> **What this exercise asks**
• A. List every weapon type that the passage says was in Ulster Resistance's share of the shipment.
• B. Set down the part of the passage starting with "He insisted he" and going on through "calls were recorded.", with no changes.

> **Given passage**
===
I went to see a senior member of the UDA and told him I wanted official clearance to undertake a special operation. I said the sanction was in retaliation for the Poppy Day massacre at Enniskillen and other atrocities carried out by the IRA. The brigadier said he needed to know the exact details of what I had in mind, including the names of the targets, where it would happen and my weapons of choice. I refused point-blank to tell him anything. I told the brigadier the operation was ‘something special’.
He insisted he needed more information. I stood firm and refused to give any details, saying my personal safety depended on the confidentiality of the operation. When he said again he needed more information before he could OK the sanction, I told him: McGuinness and Adams, within ten days. He promised to come back to me within twenty-four hours of consulting his colleagues. When he came back he said I had official UFF clearance to sanction Adams and McGuinness. He also informed me of the official codeword for claiming responsibility, but I would never have claimed responsibility. I wasn’t stupid. I knew that calls were made to the Samaritans and newsrooms and that those calls were recorded.
I now had ten days to prepare. Top of my list was munitions. I had my two personal weapons, the Ruger and the Armalite, but I needed something different. I couldn’t stick an Armalite up my coat and use it at the Republican Plot. I had to have different weapons and new weapons, and I knew exactly who could help me. I took a train to Coleraine to see an associate I was sure could help me. I knew he could supply the munitions I needed to make my contribution at the IRA’s cenotaph. I always used public transport when visiting contacts and associates. Buses and trains were the ideal way of getting around Northern Ireland suspicion-free. Buses and trains were never stopped and searched by the security forces but cars were. Taking a car posed too high a risk.
I was met in Coleraine by my associate and informed I was going on a drive. I took a seat in the last car of a three-car convoy and our journey began. Each car was linked to the others via walkie-talkie. We drove for miles. Two hours later the car stopped. I was back in roughly the same area where our journey had begun earlier in the day. It was a farm in the middle of nowhere. I was introduced to ‘Mr A’ in the hay shed of his sprawling property. Mr A was a leading figure in Ulster Resistance, which was launched in 1986 in response to the controversial Anglo-Irish Agreement. He invited me to sit down. Next to where I was seated was a massive item covered in tarpaulin. I pulled back the covers and there was part of a large arms shipment that had arrived from South Africa via contacts of Brian Nelson. Nelson was a high-ranking UDA/UFF man who was also a British Army agent. The shipment was split three ways – between the UDA, the UVF and Ulster Resistance – and each got a one-third share. Contained in Ulster Resistance’s share were AK47s, RPGs, rocket launchers, 9mm revolvers and grenades. I had never seen so many weapons in one place at one time.
There was also another container, about four feet long, and Mr A asked me if I wanted to see something special. It was an FIM/92A Stinger, a £50,000 surface-to-air rocket launcher, which he said arrived in the shipment by mistake. Mr A told me the Stinger ‘just arrived, out of the blue’. He said it was going back to South Africa, but I don’t know if it was returned or not.
===
> **Records supplied**

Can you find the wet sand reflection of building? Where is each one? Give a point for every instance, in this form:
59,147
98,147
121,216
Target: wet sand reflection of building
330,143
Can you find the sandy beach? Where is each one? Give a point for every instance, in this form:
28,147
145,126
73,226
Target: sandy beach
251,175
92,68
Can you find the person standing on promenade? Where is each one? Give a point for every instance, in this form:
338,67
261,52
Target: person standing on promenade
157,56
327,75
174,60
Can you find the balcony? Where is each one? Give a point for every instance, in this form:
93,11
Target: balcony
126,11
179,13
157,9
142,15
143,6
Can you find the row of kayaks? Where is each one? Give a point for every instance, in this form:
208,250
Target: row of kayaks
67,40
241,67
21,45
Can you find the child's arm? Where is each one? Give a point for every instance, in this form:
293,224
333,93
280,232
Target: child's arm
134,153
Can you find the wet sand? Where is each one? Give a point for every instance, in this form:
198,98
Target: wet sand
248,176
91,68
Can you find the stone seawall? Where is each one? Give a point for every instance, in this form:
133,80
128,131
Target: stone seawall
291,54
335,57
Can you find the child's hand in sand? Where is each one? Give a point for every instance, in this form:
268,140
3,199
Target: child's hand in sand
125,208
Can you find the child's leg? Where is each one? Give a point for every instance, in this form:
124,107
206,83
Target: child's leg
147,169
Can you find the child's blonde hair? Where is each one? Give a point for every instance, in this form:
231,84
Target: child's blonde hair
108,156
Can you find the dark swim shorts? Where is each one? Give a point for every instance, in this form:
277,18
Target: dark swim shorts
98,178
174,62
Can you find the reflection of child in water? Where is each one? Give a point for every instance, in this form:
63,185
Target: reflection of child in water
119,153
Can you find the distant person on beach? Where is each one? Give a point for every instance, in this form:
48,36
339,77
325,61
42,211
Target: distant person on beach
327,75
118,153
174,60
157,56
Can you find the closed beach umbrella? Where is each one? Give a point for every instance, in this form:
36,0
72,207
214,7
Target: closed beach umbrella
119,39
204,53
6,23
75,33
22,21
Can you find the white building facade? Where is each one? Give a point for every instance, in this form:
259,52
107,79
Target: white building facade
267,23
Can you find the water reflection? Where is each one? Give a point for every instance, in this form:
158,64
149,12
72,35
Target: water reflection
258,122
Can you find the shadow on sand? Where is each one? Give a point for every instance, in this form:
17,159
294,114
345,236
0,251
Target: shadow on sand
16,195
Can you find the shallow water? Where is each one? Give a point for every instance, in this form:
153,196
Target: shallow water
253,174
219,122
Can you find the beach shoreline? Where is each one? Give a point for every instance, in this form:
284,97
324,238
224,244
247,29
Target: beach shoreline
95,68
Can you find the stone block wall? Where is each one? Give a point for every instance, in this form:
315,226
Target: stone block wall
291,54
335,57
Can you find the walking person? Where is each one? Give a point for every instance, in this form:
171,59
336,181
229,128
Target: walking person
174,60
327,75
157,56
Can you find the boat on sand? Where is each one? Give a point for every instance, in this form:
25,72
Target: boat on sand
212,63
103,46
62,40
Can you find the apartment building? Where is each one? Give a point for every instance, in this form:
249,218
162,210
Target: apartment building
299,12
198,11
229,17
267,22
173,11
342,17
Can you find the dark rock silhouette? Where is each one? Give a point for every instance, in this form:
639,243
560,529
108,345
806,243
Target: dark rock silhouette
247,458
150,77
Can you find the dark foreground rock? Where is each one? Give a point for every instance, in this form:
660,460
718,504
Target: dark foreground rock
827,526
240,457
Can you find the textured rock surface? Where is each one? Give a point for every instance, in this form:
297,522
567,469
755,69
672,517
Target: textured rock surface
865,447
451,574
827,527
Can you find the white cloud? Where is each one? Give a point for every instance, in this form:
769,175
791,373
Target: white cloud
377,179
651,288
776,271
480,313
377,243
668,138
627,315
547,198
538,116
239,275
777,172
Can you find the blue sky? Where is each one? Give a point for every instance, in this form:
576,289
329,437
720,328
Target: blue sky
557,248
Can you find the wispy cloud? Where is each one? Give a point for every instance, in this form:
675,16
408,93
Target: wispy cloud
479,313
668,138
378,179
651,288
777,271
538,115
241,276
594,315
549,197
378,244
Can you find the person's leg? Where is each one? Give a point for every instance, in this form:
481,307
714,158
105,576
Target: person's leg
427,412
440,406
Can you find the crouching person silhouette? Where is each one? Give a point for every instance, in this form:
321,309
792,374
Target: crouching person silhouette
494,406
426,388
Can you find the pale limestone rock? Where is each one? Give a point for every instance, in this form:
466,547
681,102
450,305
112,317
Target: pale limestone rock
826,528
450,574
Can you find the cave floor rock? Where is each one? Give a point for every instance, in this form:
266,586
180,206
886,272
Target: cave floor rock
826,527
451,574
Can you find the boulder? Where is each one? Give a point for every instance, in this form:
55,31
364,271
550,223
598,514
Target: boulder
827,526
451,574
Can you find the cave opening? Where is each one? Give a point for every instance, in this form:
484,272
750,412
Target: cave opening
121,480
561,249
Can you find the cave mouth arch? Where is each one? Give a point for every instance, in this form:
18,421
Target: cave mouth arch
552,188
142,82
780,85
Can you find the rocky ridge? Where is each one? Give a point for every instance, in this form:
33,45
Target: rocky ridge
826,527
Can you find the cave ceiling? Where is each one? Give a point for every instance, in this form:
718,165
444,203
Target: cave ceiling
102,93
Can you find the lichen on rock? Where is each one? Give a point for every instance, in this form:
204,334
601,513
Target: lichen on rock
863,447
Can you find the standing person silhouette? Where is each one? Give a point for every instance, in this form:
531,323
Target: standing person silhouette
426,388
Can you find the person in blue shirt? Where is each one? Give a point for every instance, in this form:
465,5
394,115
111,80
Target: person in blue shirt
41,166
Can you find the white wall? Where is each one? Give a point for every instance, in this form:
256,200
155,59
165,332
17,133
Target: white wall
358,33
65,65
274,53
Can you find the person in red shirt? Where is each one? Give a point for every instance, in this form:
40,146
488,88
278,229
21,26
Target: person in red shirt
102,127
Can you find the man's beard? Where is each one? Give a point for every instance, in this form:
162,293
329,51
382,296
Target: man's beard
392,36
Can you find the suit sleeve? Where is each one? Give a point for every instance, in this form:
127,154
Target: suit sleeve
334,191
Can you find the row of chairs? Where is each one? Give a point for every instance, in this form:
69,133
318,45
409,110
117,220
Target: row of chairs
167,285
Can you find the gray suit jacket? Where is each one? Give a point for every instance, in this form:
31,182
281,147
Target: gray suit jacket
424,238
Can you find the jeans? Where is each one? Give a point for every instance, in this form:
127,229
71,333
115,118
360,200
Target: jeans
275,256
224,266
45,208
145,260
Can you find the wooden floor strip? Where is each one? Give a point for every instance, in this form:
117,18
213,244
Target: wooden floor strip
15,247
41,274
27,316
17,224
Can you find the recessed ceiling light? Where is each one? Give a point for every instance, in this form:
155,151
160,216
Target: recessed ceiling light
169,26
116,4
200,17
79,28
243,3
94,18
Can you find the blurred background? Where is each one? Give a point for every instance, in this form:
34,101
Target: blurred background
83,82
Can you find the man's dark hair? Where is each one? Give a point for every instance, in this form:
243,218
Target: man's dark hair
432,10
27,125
===
> **Final answers**
• A. AK47s, RPGs, rocket launchers, 9mm revolvers, grenades

• B.
He insisted he needed more information. I stood firm and refused to give any details, saying my personal safety depended on the confidentiality of the operation. When he said again he needed more information before he could OK the sanction, I told him: McGuinness and Adams, within ten days. He promised to come back to me within twenty-four hours of consulting his colleagues. When he came back he said I had official UFF clearance to sanction Adams and McGuinness. He also informed me of the official codeword for claiming responsibility, but I would never have claimed responsibility. I wasn’t stupid. I knew that calls were made to the Samaritans and newsrooms and that those calls were recorded.